* Start EXERCISE MATERIAL *

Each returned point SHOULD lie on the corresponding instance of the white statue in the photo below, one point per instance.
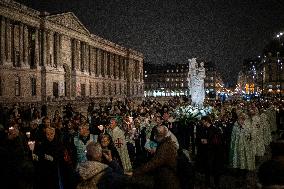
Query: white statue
(196, 77)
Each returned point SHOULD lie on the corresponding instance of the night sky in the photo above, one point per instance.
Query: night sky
(171, 31)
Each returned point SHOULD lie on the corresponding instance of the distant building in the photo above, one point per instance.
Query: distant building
(54, 57)
(248, 77)
(172, 80)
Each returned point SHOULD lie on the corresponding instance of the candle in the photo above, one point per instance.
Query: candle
(31, 145)
(28, 134)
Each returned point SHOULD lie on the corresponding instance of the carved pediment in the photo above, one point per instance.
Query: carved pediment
(70, 21)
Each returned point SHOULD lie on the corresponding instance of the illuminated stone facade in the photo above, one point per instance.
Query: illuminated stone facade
(47, 57)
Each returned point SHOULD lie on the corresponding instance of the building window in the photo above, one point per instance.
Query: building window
(104, 89)
(83, 89)
(17, 86)
(97, 88)
(109, 89)
(1, 88)
(55, 89)
(82, 56)
(55, 50)
(33, 86)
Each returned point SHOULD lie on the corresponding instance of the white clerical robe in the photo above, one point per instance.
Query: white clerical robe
(258, 139)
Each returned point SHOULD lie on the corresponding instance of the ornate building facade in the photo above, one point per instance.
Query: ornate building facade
(45, 57)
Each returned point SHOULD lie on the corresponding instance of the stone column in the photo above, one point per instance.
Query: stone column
(2, 42)
(36, 48)
(26, 46)
(8, 41)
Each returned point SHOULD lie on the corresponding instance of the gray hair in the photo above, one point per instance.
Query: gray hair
(94, 151)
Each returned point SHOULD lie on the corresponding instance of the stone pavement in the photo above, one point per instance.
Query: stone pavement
(231, 180)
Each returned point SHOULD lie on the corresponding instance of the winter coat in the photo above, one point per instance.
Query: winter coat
(163, 166)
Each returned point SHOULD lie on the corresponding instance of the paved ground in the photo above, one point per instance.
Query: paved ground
(231, 179)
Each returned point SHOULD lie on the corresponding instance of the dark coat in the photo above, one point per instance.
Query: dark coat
(48, 171)
(163, 166)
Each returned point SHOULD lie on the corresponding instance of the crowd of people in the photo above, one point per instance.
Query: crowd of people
(126, 144)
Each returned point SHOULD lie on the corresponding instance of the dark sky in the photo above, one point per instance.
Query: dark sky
(171, 31)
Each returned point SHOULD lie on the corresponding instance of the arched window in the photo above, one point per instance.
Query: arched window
(33, 86)
(1, 87)
(17, 86)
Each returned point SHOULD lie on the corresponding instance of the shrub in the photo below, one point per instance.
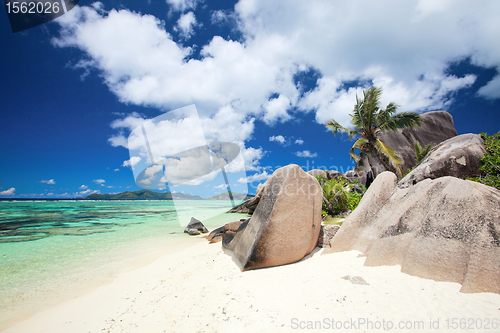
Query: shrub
(490, 161)
(338, 195)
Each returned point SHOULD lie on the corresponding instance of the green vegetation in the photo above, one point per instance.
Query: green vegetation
(422, 152)
(491, 161)
(368, 121)
(339, 195)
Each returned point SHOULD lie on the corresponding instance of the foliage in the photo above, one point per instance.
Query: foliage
(490, 161)
(368, 121)
(338, 195)
(422, 152)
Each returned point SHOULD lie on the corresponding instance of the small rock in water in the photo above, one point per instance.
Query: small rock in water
(191, 231)
(355, 280)
(196, 225)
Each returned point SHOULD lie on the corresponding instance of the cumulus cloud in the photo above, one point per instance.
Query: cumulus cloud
(276, 109)
(130, 162)
(255, 177)
(183, 5)
(491, 90)
(10, 191)
(407, 50)
(306, 153)
(278, 138)
(185, 25)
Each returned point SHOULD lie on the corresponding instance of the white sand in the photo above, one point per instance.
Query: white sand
(198, 288)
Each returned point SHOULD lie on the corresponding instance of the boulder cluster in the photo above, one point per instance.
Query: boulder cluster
(433, 222)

* End EXERCISE MATERIAL *

▶ [WORK TO BE COMPLETED]:
Express the lines of the listing above as a Markdown table with the columns Row and Listing line, starting with the line containing "of the cumulus" and going on through the last line of the listing. Number the rows, skip any blank lines, and include no other lines.

▶ [RESPONSE TO THE TASK]:
| Row | Listing line |
|---|---|
| 1 | Each returned point SHOULD lie on the corresponding instance of the cumulus cloud in the photo above, one point per instance. |
| 2 | Query: cumulus cloud |
| 3 | (276, 109) |
| 4 | (130, 162) |
| 5 | (255, 177) |
| 6 | (183, 5) |
| 7 | (491, 90) |
| 8 | (10, 191) |
| 9 | (407, 50) |
| 10 | (306, 153) |
| 11 | (278, 138) |
| 12 | (185, 25) |
| 13 | Each returned point SHOULD lie on the corresponding instance of the white sand in the photo above, one point per instance. |
| 14 | Query: white sand |
| 15 | (198, 288) |
| 16 | Each returned point SHOULD lie on the corresponding instance of the boulder cluster in the photo above, one point per instance. |
| 17 | Query: boulder cluster |
| 18 | (433, 222) |